Your task> According to the project blog extract below, why did the writer choose to redevelop the Thesaurus of Old English that week instead of leaving it for later? Answer in one to three sentences.
* start Extract provided *
I made the ‘explanatory notes’ a dotted orange line rather than blue and I removed the OpenLayers blue dot and link from the facsimile view to reduce confusion.  In the ‘create your own view’ facility I made it so that if you select ‘original text’ this automatically selects all of the options within it.  If you deselect ‘original text’ the options within are all deselected.  If ‘Edited text’ is not selected when you do this then it becomes selected.  If ‘Original text’ is deselected and you deselect ‘Edited text’ then ‘Original text’ and the options within all become selected.  This should hopefully make it more difficult to create a view of the text that doesn’t make sense.

I also added in some new interpretations to the first handwritten note, as this is still rather undecipherable.  I created new pages for the ‘further information’, ‘how to use’ and ‘bibliography’.  These are linked to from the navigation bar of the pages of the manuscript, in addition to being linked to from the index page text.  A link appears allowing you to return to the page you were looking at if you access one of these pages from a manuscript page.  I think the digital edition is looking rather good now, and it was good to get the work on this completed before my holiday.  I can’t share the URL yet as we’re still waiting on some web space for the resource at The KEEP archives.  Hopefully this will happen by the end of July.

I will be on holiday for the next two weeks now so no further updates from me until later on in the summer.


Week Beginning 19th June 2017

I decided this week to devote some time to redevelop the Thesaurus of Old English, to bring it into line with the work I’ve been doing to redevelop the main Historical Thesaurus website.  I had thought I wouldn’t have time to do this before next week’s ‘Kay Day’ event but I decided that it would be better to tackle the redevelopment whilst the changes I’d made for the main site were still fresh in my mind, rather than coming back to it in possibly a few months’ time, having forgotten how I implemented the tree browse and things like that.  It actually took me less time than I had anticipated to get the new version up and running, and by the end of Tuesday I had a new version in place that was structurally similar to the new HT site.  We will hopefully be able to launch this alongside the new HT site towards the end of next week.

I sent the new URL to Carole Hough for feedback as I was aware that she had some issues with the existing TOE website.  Carole sent me some useful feedback, which led to me making some additional changes to the site – mainly to the tree browse structure.  The biggest issue is that the hierarchical structure of TOE doesn’t quite make sense.  There are 18 top-level categories, but for some reason I am not at all clear about each top-level category isn’t a ‘parent’ category but is in fact a sibling category to the ones that are one level down.  E.g, logically ’04 Consumption of food/drink’ would be the parent category of ’04.01’, ’04.02’ etc but in the TOE this isn’t the case, rather ’04.01’, ’04.02’ should sit alongside ‘04’.  This really confuses both me and my tree browse code, which expects categories ‘xx.yy’ to be child categories of ‘xx’.  This led to the tree browse putting categories where logically they belong, but within the confines of the TOE make no sense – e.g. we ended up with ’04.04 Weaving’ within ’04 Consumption of food/drink’!
* end Extract provided *
* start Data records *
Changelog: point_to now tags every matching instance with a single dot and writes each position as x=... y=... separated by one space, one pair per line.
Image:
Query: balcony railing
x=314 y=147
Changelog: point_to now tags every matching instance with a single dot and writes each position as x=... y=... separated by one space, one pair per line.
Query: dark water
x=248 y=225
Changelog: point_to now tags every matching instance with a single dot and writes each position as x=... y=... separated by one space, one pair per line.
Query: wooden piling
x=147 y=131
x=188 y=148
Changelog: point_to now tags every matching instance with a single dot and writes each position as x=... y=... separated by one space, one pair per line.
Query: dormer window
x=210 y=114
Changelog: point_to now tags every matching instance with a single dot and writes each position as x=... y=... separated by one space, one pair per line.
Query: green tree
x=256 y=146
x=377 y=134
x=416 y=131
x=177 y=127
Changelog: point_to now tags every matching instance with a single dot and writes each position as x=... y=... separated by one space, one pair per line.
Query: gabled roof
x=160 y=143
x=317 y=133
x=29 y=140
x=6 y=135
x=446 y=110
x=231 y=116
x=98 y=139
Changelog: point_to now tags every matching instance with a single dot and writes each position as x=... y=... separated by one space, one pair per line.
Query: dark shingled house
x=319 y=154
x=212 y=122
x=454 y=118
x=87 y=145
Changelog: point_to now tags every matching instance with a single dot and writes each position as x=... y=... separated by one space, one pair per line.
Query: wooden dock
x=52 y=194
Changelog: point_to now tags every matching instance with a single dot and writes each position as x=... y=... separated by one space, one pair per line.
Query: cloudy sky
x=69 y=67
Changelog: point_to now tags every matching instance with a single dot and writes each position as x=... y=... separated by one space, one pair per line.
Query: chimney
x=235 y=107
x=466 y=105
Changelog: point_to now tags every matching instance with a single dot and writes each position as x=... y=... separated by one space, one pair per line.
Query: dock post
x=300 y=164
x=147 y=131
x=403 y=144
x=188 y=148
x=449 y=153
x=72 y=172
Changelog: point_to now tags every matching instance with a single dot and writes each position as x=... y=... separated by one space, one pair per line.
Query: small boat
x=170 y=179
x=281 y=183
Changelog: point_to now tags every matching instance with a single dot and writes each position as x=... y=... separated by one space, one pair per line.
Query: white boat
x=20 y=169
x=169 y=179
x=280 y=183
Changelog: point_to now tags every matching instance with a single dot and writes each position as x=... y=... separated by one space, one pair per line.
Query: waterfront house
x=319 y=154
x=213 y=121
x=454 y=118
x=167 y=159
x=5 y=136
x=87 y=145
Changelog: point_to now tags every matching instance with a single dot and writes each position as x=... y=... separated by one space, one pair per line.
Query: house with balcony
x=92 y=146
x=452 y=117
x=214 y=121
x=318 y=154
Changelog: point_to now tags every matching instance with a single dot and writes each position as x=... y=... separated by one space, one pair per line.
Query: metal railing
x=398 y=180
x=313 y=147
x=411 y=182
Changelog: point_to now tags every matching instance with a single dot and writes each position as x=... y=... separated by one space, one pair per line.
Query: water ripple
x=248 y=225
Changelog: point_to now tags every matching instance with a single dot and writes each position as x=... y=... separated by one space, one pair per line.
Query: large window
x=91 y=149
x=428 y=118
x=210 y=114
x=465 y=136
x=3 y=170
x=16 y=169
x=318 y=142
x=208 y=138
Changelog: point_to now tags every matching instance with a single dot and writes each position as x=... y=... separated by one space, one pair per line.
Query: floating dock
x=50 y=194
* end Data records *
* start Data records *
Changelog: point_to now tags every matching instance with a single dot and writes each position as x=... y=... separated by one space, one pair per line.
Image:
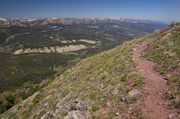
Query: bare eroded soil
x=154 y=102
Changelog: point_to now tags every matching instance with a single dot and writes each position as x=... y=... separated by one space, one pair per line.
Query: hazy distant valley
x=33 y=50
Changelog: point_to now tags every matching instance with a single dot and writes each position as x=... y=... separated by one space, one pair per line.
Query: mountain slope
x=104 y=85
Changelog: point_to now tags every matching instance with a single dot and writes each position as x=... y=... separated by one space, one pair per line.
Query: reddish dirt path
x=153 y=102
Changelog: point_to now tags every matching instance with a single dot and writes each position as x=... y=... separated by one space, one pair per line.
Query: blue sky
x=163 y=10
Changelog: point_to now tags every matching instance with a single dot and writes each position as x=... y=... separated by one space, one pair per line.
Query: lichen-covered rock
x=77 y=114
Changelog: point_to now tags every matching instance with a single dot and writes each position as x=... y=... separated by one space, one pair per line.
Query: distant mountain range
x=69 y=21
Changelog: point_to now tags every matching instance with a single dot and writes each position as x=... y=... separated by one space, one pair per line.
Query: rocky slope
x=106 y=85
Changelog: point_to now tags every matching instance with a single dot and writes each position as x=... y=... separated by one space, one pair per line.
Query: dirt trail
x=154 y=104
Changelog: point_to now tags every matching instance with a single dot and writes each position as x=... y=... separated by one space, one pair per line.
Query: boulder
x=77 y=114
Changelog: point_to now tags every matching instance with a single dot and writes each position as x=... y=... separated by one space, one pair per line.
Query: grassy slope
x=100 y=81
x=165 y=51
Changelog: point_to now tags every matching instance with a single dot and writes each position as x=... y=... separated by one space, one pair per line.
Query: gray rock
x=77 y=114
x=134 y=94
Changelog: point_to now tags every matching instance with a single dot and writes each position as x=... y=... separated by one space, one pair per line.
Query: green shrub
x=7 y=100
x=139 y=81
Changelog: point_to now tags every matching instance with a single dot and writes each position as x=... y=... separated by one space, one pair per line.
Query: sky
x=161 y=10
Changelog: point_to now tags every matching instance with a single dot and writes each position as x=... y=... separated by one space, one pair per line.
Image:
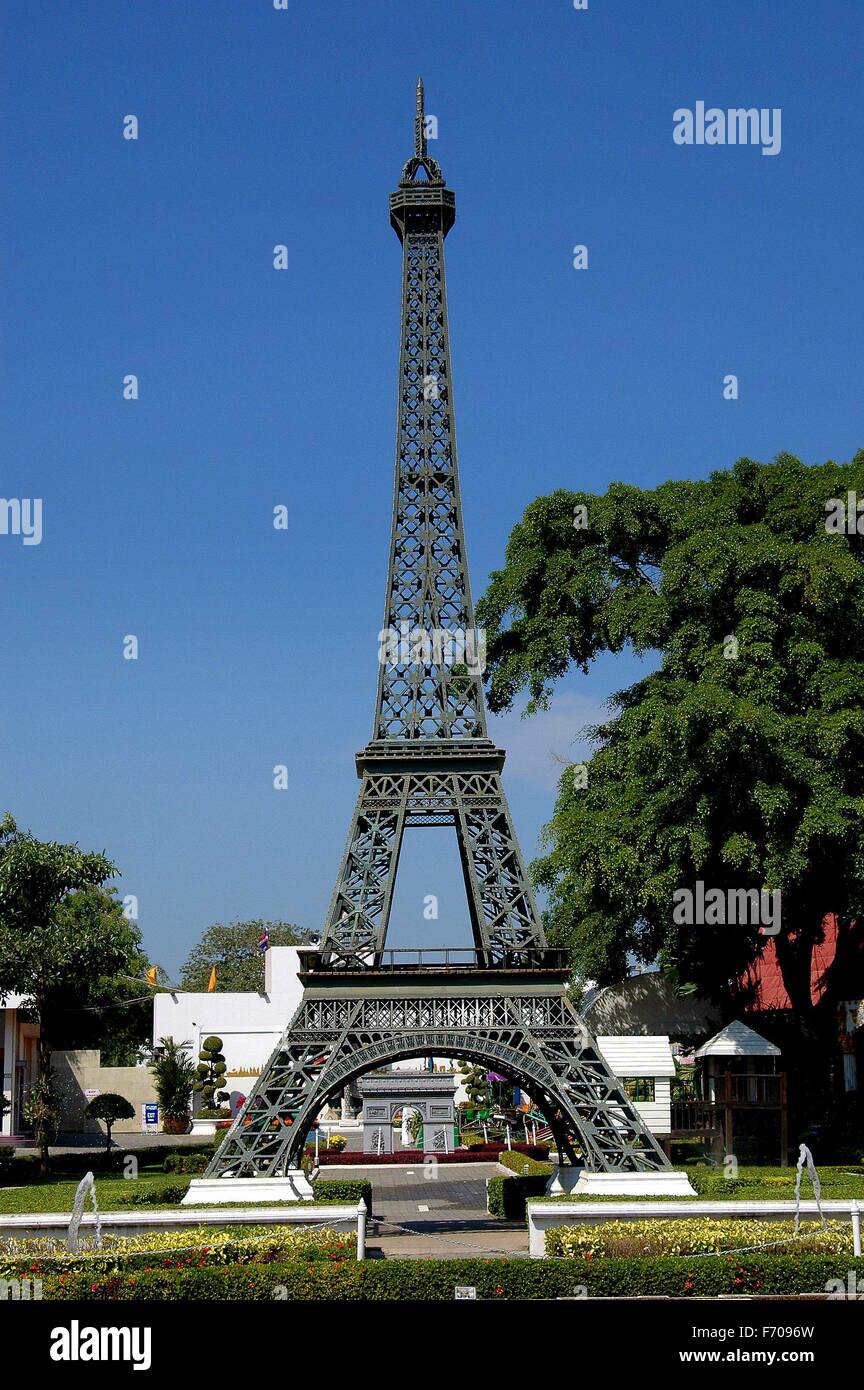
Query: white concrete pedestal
* end Data records *
* start Data records *
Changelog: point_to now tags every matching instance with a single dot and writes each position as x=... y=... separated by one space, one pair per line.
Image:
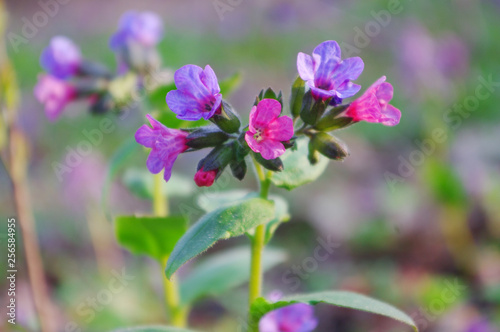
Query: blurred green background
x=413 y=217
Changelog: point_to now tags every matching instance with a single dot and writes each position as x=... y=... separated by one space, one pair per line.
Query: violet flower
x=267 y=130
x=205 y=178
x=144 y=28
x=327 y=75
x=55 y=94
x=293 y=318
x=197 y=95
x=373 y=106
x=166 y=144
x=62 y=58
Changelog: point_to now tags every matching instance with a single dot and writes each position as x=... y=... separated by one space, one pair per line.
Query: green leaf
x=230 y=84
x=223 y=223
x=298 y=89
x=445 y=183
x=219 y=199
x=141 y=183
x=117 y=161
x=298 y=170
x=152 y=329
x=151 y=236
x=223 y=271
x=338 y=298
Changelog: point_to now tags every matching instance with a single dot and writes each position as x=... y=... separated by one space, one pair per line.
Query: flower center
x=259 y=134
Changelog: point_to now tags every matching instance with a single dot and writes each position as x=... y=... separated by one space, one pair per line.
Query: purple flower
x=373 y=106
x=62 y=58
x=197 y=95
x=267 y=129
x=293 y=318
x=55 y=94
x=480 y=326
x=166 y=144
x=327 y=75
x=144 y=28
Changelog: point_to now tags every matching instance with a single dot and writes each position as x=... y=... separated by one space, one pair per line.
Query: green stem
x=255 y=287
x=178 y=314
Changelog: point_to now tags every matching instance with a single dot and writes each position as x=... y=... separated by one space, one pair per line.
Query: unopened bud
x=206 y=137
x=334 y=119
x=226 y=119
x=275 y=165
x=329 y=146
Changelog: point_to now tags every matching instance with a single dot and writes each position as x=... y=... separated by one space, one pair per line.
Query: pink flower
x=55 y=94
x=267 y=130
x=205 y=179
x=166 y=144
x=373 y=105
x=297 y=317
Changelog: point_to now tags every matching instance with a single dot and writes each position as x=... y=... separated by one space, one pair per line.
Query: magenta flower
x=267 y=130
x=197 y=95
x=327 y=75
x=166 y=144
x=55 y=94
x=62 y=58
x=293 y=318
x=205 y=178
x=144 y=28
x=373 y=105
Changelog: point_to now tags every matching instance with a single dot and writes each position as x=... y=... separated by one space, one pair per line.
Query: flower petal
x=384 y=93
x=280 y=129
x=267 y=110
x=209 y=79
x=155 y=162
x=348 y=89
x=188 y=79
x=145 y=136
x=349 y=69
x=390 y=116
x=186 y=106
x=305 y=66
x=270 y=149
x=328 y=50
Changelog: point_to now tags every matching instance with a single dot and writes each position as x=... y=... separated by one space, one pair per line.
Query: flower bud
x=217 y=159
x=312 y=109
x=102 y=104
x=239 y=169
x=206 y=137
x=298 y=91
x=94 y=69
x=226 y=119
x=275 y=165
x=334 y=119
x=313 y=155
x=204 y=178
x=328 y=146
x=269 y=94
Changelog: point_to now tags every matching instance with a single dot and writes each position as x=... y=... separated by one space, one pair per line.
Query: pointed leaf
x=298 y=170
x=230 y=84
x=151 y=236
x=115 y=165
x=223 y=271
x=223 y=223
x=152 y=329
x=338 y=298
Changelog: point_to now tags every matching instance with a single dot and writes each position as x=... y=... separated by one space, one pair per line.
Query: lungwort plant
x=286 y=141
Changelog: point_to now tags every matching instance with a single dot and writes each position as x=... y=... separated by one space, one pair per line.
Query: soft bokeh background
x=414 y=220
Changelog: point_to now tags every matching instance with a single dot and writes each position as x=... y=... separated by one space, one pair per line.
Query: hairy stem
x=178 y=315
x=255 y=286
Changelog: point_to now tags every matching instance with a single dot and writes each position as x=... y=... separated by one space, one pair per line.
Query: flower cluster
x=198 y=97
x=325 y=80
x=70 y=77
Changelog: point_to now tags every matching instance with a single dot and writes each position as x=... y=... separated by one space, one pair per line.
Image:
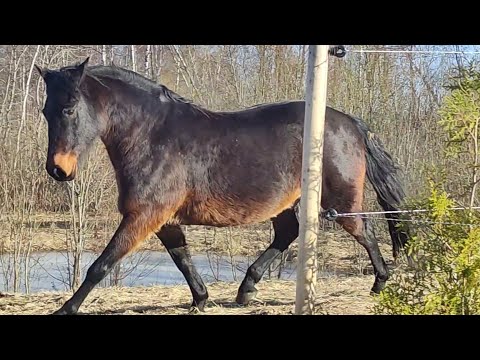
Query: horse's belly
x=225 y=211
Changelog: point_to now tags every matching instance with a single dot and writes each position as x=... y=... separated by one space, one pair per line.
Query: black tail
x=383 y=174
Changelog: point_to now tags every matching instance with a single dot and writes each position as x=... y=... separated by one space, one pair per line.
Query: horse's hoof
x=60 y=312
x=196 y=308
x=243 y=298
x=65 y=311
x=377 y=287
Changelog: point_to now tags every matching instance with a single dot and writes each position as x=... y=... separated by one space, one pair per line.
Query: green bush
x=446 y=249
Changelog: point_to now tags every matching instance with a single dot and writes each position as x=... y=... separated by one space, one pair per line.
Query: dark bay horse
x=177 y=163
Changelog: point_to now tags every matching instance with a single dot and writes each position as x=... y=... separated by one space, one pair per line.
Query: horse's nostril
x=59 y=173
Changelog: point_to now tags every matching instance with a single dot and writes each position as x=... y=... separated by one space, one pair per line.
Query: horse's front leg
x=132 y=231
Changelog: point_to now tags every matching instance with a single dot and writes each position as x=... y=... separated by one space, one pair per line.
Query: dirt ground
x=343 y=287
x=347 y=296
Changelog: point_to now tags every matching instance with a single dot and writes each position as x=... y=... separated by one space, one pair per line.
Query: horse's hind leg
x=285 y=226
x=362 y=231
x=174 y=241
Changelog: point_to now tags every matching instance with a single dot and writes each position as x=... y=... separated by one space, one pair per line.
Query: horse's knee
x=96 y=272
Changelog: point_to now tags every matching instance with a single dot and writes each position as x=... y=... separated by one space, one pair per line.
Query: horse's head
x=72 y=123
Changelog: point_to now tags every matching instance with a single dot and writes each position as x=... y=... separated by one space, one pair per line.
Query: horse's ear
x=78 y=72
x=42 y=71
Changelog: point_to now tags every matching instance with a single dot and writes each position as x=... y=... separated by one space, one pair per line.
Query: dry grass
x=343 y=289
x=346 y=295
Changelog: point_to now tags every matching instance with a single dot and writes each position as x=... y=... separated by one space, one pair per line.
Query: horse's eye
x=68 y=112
* end Data records *
Result of this task> The writer wanted to do the work while the changes made for the main Historical Thesaurus site were still fresh in mind. Coming back to it possibly months later would have meant having forgotten how things like the tree browse had been implemented.